Theatergoers value the excitement of a live experience, something that COVID-19 has made impossible for the foreseeable future. This extends to the Pittsburgh Fringe Festival, an annual showcase that gives aspiring playwrights and performers a chance to bring their visions to life. To keep its mission going, the event has moved online with a full lineup of original plays.
The event kicks off today at 6 p.m. with a prerecorded presentation of the multimedia poetry recital Do You See What I Hear? by Mario Moroni and James Glasgow, followed by several live performances, as well as virtual happy hour. The event continues through May 3.
The online option comes a month after the festival canceled its live event planned for April 2-5.
"We decided to move the festival online to continue our mission to give artists an avenue for their work, and to bring artists and audiences together,” says Fringe executive director Xela Batchelder.
In addition to getting their work to the public, the festival will also give 100% of all ticket money and donations to the artists.
Batchelder adds that they are trying to make the event more communal by encouraging viewers to participate in virtual watch parties of shows over platforms like Zoom. She believes this will allow live performers to still hear and see audience members.
“I'm really excited about this because in this format artists can hear the audience's reactions and gain that necessary energy from a live audience, and audiences can get a sense of community and laughing with other people while attending the show together,” says Batchelder.

→ COLLECTED DATA:

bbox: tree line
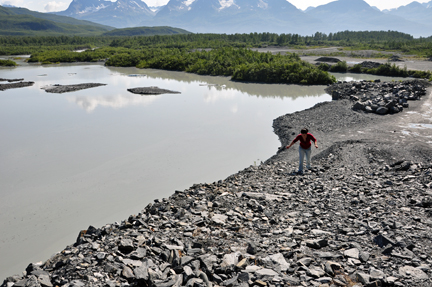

→ REQUIRED ACTION A:
List every person named in the Pittsburgh Fringe Festival article.
→ REQUIRED ACTION B:
Answer these from the Pittsburgh Fringe Festival article:
(i) At what time does the online event start today?
(ii) For what dates had the canceled live festival been planned?
(iii) What share of ticket money and donations goes to the artists?
→ REQUIRED ACTION C:
Please extend the Pittsburgh Fringe Festival article past its last paragraph.
None of the data is needed here.

→ OUTPUT A:
Mario Moroni
James Glasgow
Xela Batchelder

→ OUTPUT B:
(i) 6 p.m.
(ii) April 2-5
(iii) 100%

→ OUTPUT C:
Among the festival highlight is Desperately Seeking the Exit: Online LIVE, an award-winning show by actor/playwright Peter Michael Marino about his real-life failed musical based on the Madonna film Desperately Seeking Susan (it closed a month after opening on London's West End). The Pittsburgh-based Brawling Bard Theater will also make their Zoom premiere of The Compleat Guide to Murder and Mayhem by Will Shakespear.
Also included is When Jesus Divorced Me by Pittsburgh-based actor Laura Irene Young. The show, which won the Pittsburgh Fringe Festival award for best script in 2019, is based on Young's bizarre real-life experience of being married and then divorced from an actor who worked at a Christian tourist attraction.
“He played Jesus and he cheated on me with an actor who played Mary Magdalene,” says Young.
She says the show covers how she “emotionally dealt with the devastation of that kind of loss,” adding, “Even though the show starts at my divorce, it is about the long journey back to self-love, all done through a little bit of humor and ukulele songs.”
In regards to performing the show live online, she believes the intimate format of her singing ukelele songs around a campfire will still translate.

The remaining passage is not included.